_Excerpt provided_.
···

Algorithmic Stock Trading with XGBoost and Kalman Filters – Strategy

Sam Bennett
6 min readMar 6, 2023

--

Algorithm paper trading on OANDA

Ever since I learnt about the biases in human thinking in my first statistics class I have been aware that decisions people make are rarely logical and most of the time veer into illogical. In order to mitigate against this in my own life, I have found created statistical models very useful. In this article, I would like to share my exploration of following a passion of mine and writing a stock trading algorithm to remove the bias in my own stock trading. My partner for this project was Tom Miller, please read his article about the use of indicators and more from our stock trading project.

Model Choice

In my previous project of building a football betting algorithm, I found that XGBoost was highly precise and accurate machine learning model thus seemed natural that this would be the backbone of my stock prediction algorithm. I also attempted to use other algorithms such as neural networks, SVM and EMD however these didn’t seem to be as profitable using my simulations. Wanting to reduce noise in my training data, I started by fitting linear models to data to find coefficients that would start to represent the proportion of the current price that is determined by previous time steps. In this modelling, it seemed that 99% of the current price can be determined by the previous two time points. I labelled this process ‘Markov’ due to its similarities to Markov chains however using the previous two points to describe the current price point rather than only the previous one.

lr = np.linalg.lstsq(data_close[[‘lag_1',’lag_2']],data_close[‘close’], rcond=None)[0]

print("lr")

print(lr)


data_close[‘Markov’] = np.dot(data_close[[‘lag_1',’lag_2']],lr)


fig, ax = plt.subplots()

# Plot the first dataset

ax.plot(data_close['close'] , label='actual')

···

_What this exercise asks_.
a - In the stock trading article, what proportion of the current price did the linear modelling indicate can be determined by the previous two time points?
b - Reproduce the passage of the stock trading article starting at "data_close[‘Markov’] = np.dot(data_close[[‘lag_1',’lag_2']],lr)" and ending at "ax.plot(data_close['close'] , label='actual')".

[Object position labeling entries]
···

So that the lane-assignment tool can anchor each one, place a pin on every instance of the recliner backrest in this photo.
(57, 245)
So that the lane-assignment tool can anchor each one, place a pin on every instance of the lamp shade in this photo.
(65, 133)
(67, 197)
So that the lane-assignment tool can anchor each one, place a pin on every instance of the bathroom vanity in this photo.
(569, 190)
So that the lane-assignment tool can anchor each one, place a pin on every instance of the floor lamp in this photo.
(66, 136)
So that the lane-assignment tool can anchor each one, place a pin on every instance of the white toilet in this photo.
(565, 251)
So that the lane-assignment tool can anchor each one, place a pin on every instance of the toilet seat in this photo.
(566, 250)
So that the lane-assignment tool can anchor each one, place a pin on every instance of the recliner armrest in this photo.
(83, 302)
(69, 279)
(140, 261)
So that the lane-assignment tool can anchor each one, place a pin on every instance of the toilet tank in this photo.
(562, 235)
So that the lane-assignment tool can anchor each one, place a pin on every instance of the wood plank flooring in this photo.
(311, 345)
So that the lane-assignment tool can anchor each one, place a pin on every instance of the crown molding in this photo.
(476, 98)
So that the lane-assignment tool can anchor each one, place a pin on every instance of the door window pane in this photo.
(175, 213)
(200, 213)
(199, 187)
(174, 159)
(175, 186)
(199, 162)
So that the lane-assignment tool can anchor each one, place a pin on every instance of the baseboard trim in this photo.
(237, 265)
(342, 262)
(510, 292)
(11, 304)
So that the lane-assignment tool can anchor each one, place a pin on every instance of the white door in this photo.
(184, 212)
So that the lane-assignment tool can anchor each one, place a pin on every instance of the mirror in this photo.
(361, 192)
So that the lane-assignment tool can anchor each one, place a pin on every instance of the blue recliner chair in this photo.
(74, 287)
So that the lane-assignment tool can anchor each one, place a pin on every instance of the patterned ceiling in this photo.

···

_Task-by-task solutions_.
a - 99% of the current price.

b -
data_close[‘Markov’] = np.dot(data_close[[‘lag_1',’lag_2']],lr)


fig, ax = plt.subplots()

# Plot the first dataset

ax.plot(data_close['close'] , label='actual')